* _Task statement_: Nothing less than an exact copy of all the records is required.

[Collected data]
____
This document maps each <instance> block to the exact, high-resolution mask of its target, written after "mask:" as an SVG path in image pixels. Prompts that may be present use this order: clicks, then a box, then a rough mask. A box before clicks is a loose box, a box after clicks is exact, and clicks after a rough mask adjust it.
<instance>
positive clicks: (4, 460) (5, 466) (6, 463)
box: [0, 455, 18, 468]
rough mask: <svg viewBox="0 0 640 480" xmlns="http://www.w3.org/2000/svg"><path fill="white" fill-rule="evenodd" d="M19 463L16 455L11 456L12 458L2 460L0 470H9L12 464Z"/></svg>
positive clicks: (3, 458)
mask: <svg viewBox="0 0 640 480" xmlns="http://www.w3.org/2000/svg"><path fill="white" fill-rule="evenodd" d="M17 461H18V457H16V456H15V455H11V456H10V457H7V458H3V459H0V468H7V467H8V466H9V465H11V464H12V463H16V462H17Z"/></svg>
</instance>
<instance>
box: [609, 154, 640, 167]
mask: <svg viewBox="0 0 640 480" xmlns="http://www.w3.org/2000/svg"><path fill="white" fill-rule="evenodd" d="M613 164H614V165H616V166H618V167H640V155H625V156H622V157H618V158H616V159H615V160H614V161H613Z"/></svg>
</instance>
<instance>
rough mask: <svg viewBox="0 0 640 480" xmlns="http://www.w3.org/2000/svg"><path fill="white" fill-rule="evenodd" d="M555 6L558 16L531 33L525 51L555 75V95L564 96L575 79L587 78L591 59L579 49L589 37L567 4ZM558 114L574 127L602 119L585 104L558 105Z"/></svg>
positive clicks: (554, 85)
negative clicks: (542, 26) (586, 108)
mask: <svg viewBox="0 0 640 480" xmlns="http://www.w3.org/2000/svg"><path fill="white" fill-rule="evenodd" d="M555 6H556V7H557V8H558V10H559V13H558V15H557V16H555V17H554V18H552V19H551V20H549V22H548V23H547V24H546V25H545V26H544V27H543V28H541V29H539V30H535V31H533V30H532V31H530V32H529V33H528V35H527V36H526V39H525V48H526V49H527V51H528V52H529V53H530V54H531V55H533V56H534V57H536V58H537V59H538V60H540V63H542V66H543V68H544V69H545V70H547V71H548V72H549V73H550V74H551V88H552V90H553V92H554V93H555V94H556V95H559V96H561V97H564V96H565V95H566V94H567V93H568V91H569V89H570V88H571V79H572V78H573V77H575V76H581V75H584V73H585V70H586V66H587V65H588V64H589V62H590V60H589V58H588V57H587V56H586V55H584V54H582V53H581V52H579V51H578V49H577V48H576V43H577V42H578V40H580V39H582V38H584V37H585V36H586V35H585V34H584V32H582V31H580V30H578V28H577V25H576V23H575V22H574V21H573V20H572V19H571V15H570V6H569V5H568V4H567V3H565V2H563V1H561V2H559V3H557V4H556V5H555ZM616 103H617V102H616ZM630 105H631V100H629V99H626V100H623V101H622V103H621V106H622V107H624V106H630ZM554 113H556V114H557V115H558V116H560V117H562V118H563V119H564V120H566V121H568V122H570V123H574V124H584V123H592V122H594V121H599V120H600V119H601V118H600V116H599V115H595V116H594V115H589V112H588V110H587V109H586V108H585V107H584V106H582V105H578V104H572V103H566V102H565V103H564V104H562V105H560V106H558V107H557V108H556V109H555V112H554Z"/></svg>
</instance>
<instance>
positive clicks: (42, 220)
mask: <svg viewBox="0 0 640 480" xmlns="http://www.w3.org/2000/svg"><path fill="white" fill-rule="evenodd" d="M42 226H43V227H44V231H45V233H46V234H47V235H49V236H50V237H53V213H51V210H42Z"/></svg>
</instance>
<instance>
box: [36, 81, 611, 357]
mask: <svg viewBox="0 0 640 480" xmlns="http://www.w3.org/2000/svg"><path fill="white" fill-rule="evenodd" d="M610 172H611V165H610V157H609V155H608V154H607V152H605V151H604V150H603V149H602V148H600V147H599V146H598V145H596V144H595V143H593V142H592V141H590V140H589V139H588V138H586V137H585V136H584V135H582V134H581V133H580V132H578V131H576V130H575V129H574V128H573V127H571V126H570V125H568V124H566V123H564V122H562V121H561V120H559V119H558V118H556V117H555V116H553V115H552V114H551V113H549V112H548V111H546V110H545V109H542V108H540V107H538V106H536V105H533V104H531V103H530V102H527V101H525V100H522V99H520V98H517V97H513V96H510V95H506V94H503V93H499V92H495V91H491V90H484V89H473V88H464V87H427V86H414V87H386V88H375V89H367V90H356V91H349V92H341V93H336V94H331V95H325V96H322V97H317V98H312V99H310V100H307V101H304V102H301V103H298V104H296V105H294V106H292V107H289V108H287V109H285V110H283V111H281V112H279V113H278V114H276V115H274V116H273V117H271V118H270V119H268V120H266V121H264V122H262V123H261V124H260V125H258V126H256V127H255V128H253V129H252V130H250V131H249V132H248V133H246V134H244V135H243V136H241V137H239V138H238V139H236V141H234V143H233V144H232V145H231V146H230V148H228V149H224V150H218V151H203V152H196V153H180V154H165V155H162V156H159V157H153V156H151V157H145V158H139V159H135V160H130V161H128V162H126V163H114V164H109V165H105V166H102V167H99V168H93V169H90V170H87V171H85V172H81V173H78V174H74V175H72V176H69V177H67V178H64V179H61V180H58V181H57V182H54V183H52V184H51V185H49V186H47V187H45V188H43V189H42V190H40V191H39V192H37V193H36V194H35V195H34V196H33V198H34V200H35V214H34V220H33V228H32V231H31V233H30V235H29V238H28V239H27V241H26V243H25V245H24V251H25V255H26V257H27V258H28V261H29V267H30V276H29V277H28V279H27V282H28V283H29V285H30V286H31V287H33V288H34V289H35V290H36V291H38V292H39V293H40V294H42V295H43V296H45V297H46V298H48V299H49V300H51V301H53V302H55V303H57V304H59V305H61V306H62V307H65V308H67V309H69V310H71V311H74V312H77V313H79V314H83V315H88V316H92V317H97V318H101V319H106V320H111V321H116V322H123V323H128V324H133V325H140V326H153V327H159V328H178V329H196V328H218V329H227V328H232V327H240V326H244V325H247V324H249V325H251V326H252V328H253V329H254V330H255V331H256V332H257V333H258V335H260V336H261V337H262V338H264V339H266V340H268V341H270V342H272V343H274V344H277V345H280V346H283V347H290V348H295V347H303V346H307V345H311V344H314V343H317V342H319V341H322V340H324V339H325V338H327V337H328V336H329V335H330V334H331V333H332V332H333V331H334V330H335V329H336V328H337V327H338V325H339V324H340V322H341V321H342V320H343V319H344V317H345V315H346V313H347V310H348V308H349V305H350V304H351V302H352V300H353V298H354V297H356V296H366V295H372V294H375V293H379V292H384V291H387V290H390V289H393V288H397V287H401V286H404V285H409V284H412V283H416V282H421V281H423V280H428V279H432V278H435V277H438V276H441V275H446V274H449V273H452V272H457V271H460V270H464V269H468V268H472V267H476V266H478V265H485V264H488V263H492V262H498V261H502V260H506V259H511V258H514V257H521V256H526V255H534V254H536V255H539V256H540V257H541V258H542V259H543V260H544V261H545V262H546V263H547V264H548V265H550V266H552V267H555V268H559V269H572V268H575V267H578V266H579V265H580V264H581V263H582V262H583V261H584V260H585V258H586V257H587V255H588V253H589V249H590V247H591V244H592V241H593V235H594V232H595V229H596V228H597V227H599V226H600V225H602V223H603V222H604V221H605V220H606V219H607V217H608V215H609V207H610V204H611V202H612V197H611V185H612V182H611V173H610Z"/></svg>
____
* _Answer section_:
This document maps each <instance> block to the exact, high-resolution mask of its target, written after "mask:" as an SVG path in image pixels. Prompts that may be present use this order: clicks, then a box, then a rough mask. A box before clicks is a loose box, a box after clicks is exact, and clicks after a rough mask adjust it.
<instance>
positive clicks: (4, 460) (5, 466) (6, 463)
box: [0, 455, 18, 468]
rough mask: <svg viewBox="0 0 640 480" xmlns="http://www.w3.org/2000/svg"><path fill="white" fill-rule="evenodd" d="M19 463L16 455L11 456L12 458L2 460L0 470H9L12 464Z"/></svg>
positive clicks: (3, 458)
mask: <svg viewBox="0 0 640 480" xmlns="http://www.w3.org/2000/svg"><path fill="white" fill-rule="evenodd" d="M17 461H18V457H16V456H15V455H11V456H10V457H7V458H3V459H0V468H7V467H8V466H9V465H11V464H12V463H16V462H17Z"/></svg>
</instance>
<instance>
box: [609, 154, 640, 167]
mask: <svg viewBox="0 0 640 480" xmlns="http://www.w3.org/2000/svg"><path fill="white" fill-rule="evenodd" d="M613 164H614V165H616V166H618V167H640V155H625V156H622V157H618V158H616V159H615V160H614V161H613Z"/></svg>
</instance>
<instance>
rough mask: <svg viewBox="0 0 640 480" xmlns="http://www.w3.org/2000/svg"><path fill="white" fill-rule="evenodd" d="M555 6L558 16L531 33L525 51L555 75V95L564 96L575 79L587 78L591 59L579 49L589 37L567 4ZM558 114L574 127L602 119L585 104L558 105Z"/></svg>
positive clicks: (554, 85)
negative clicks: (542, 26) (586, 108)
mask: <svg viewBox="0 0 640 480" xmlns="http://www.w3.org/2000/svg"><path fill="white" fill-rule="evenodd" d="M555 6H556V7H557V8H558V10H559V13H558V15H557V16H555V17H554V18H552V19H551V20H549V22H548V23H547V24H546V25H545V26H544V27H543V28H541V29H539V30H535V31H533V30H532V31H530V32H529V33H528V35H527V36H526V39H525V48H526V49H527V51H528V52H529V53H530V54H531V55H533V56H534V57H536V58H537V59H538V60H540V63H542V66H543V68H544V69H545V70H547V71H548V72H549V73H550V74H551V88H552V90H553V92H554V93H555V94H556V95H559V96H561V97H564V96H565V95H566V94H567V93H568V91H569V89H570V88H571V79H572V78H573V77H575V76H581V75H584V73H585V70H586V66H587V65H588V64H589V62H590V60H589V58H588V57H587V56H586V55H584V54H582V53H581V52H579V51H578V49H577V48H576V43H577V42H578V40H580V39H582V38H584V37H585V36H586V35H585V34H584V32H582V31H580V30H578V28H577V25H576V23H575V22H574V21H573V20H572V19H571V15H570V6H569V5H568V4H567V3H565V2H563V1H561V2H559V3H557V4H556V5H555ZM616 103H617V102H616ZM630 105H631V100H629V99H626V100H623V101H622V103H621V106H622V107H624V106H630ZM554 113H556V114H557V115H558V116H560V117H562V118H563V119H564V120H566V121H568V122H570V123H574V124H584V123H592V122H594V121H599V120H600V119H601V118H600V116H599V115H595V116H594V115H589V112H588V110H587V109H586V108H585V107H584V106H582V105H578V104H572V103H566V102H565V103H564V104H562V105H560V106H558V107H557V108H556V109H555V112H554Z"/></svg>
</instance>
<instance>
positive clicks: (42, 220)
mask: <svg viewBox="0 0 640 480" xmlns="http://www.w3.org/2000/svg"><path fill="white" fill-rule="evenodd" d="M42 226H43V227H44V231H45V233H46V234H47V235H49V236H50V237H53V213H51V210H42Z"/></svg>
</instance>
<instance>
box: [36, 81, 611, 357]
mask: <svg viewBox="0 0 640 480" xmlns="http://www.w3.org/2000/svg"><path fill="white" fill-rule="evenodd" d="M610 172H611V165H610V157H609V155H608V154H607V152H605V151H604V150H603V149H602V148H600V147H599V146H598V145H596V144H595V143H593V142H592V141H590V140H589V139H588V138H586V137H585V136H584V135H582V134H581V133H580V132H578V131H576V130H575V129H574V128H573V127H571V126H570V125H568V124H566V123H564V122H562V121H561V120H559V119H558V118H556V117H555V116H553V115H552V114H551V113H549V112H548V111H546V110H545V109H542V108H540V107H538V106H536V105H533V104H531V103H530V102H527V101H525V100H522V99H520V98H517V97H513V96H510V95H506V94H503V93H499V92H495V91H491V90H484V89H473V88H464V87H427V86H414V87H386V88H375V89H367V90H356V91H349V92H341V93H336V94H331V95H325V96H322V97H317V98H312V99H310V100H307V101H304V102H301V103H298V104H296V105H294V106H292V107H289V108H287V109H285V110H283V111H281V112H279V113H278V114H276V115H274V116H273V117H271V118H270V119H268V120H266V121H264V122H262V123H261V124H260V125H258V126H256V127H255V128H253V129H252V130H250V131H249V132H248V133H246V134H244V135H243V136H241V137H239V138H238V139H236V141H234V143H233V144H232V145H231V146H230V148H228V149H224V150H218V151H203V152H196V153H180V154H165V155H162V156H159V157H153V156H151V157H145V158H139V159H135V160H130V161H128V162H126V163H114V164H109V165H105V166H102V167H99V168H93V169H90V170H87V171H85V172H81V173H78V174H74V175H72V176H69V177H67V178H64V179H61V180H58V181H57V182H54V183H52V184H51V185H49V186H47V187H45V188H43V189H42V190H40V191H39V192H37V193H36V194H35V195H34V196H33V198H34V200H35V214H34V220H33V228H32V231H31V233H30V235H29V238H28V239H27V241H26V243H25V245H24V251H25V255H26V257H27V258H28V261H29V267H30V276H29V277H28V279H27V282H28V283H29V285H30V286H31V287H33V288H34V289H35V290H36V291H38V292H39V293H40V294H42V295H43V296H45V297H46V298H48V299H49V300H51V301H53V302H55V303H57V304H59V305H61V306H62V307H65V308H67V309H69V310H71V311H74V312H77V313H79V314H83V315H88V316H92V317H97V318H101V319H106V320H111V321H116V322H123V323H128V324H133V325H140V326H153V327H159V328H178V329H196V328H218V329H227V328H232V327H240V326H244V325H247V324H249V325H251V326H252V328H253V329H254V330H255V331H256V332H257V333H258V335H260V336H261V337H262V338H264V339H266V340H268V341H270V342H272V343H274V344H277V345H280V346H283V347H290V348H295V347H303V346H307V345H311V344H314V343H317V342H319V341H322V340H324V339H325V338H327V337H328V336H329V335H330V334H331V333H332V332H333V331H334V330H335V329H336V328H337V327H338V325H339V324H340V322H341V321H342V320H343V319H344V317H345V315H346V313H347V310H348V308H349V305H350V304H351V302H352V300H353V298H354V297H356V296H366V295H372V294H375V293H379V292H384V291H387V290H390V289H393V288H397V287H401V286H404V285H409V284H412V283H416V282H421V281H423V280H428V279H432V278H435V277H438V276H441V275H446V274H449V273H452V272H457V271H460V270H464V269H468V268H472V267H476V266H478V265H485V264H488V263H492V262H498V261H502V260H506V259H511V258H514V257H521V256H526V255H534V254H536V255H539V256H540V257H541V258H542V259H543V260H544V261H545V262H546V263H547V264H548V265H550V266H552V267H555V268H559V269H572V268H575V267H578V266H579V265H580V264H581V263H582V262H583V261H584V260H585V258H586V257H587V255H588V253H589V249H590V247H591V244H592V241H593V235H594V232H595V229H596V228H597V227H599V226H600V225H602V223H603V222H604V221H605V220H606V219H607V217H608V215H609V207H610V204H611V202H612V197H611V185H612V182H611V173H610Z"/></svg>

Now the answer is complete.